> **WHAT THIS EXERCISE ASKS**:
**1.** Reproduce the portion of the shop air-conditioning post between "The garage is" and "really a hassle.", inclusive.
**2.** Carry on writing the post about air-conditioning the home machine shop, starting right after its final sentence.

> **PASSAGE TO READ**:
** START **

Shop A/C

Awl--

I have turned my garage and adjoining areas (about 700 sq ft) into a fairly complete home machine shop (cnc milling, 13" lathes, 3 ph elect (via rotary converters), welding, etc), and last year installed a sleeve A/C *inside* the shop, via a "plenum box", properly ducted (I thought) to the two clay vents (about 8" each) that supply an adjoining room. Promptly burned out the A/C--the exhaust was *very* hot, indicating that the vent lines were not adequate--either too small, too long, or both.

The garage is a ground-level basement-type deal, w/ overhead door. The foundation walls are very thick, and mounting traditional A/C's thru the garage door is really a hassle.

** END **

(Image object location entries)
** START **

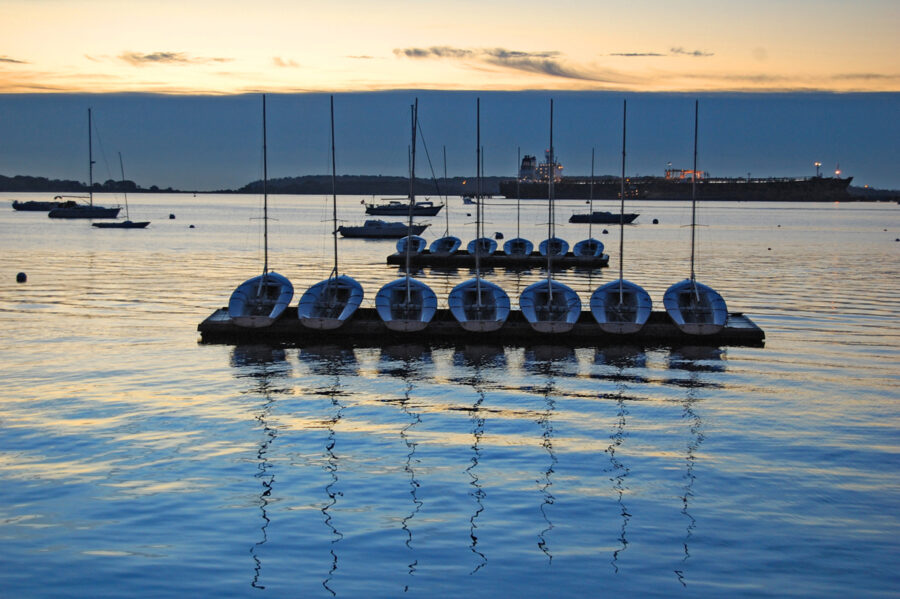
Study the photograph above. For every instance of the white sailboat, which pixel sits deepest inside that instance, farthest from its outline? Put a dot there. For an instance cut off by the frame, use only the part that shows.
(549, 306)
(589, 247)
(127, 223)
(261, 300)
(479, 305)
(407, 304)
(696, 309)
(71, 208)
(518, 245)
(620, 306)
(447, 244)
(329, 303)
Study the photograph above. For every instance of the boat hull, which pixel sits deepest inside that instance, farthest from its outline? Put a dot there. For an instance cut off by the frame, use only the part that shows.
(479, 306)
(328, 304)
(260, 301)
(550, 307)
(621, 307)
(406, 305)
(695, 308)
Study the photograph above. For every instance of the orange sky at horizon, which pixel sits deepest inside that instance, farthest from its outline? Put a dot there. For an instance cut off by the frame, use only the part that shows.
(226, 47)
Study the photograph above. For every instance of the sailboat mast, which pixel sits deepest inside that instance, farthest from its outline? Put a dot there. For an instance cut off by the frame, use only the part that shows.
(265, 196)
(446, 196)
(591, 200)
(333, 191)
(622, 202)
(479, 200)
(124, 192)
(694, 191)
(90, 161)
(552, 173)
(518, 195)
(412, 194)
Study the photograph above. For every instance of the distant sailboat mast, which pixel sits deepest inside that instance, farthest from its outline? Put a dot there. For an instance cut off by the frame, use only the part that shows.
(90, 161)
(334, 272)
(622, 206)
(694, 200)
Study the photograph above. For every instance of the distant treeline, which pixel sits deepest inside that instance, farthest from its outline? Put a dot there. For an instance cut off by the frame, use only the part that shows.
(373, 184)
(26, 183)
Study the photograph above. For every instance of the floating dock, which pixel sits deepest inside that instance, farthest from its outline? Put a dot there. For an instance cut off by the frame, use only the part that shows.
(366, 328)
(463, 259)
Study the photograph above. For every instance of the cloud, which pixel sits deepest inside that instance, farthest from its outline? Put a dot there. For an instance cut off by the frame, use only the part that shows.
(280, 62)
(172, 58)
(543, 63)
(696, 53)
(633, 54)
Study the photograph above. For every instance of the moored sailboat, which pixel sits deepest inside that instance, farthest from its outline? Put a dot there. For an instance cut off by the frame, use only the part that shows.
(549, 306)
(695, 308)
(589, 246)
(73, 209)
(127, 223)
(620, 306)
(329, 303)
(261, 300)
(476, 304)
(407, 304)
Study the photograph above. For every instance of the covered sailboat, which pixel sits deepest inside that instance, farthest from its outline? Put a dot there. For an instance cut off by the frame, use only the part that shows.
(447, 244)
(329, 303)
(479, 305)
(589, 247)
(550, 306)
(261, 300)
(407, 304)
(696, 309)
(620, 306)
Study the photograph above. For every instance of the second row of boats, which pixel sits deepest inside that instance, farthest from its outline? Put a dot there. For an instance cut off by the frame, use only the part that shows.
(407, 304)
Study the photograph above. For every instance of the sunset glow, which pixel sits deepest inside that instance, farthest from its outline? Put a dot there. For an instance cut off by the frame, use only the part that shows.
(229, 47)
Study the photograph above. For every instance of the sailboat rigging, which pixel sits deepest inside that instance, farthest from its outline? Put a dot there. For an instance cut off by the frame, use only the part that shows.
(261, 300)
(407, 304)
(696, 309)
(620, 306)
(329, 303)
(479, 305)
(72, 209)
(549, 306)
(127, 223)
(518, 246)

** END **

> **EXERCISE ANSWERS**:
**1.**
The garage is a ground-level basement-type deal, w/ overhead door. The foundation walls are very thick, and mounting traditional A/C's thru the garage door is really a hassle.

**2.**
I'm considering two portable A/C units (12,000 btu ea), which are not really full 12,000 units, cuz they cheat on the venting, but apparently work. Since the exhaust on these units is two 4" diam vents, I should be OK w/ my clay portals to the outside.

Any thoughts on these? Anyone solve shop/basement A/C problems in a novel way? PC Richards has 12K Amanas for $549 each, mebbe closer to $500 each if I get two.

I have two other trad'l units I could use, but like I said, installing them would be a hassle, as would be another plenum, which might not work anyway.

Appreciate all input.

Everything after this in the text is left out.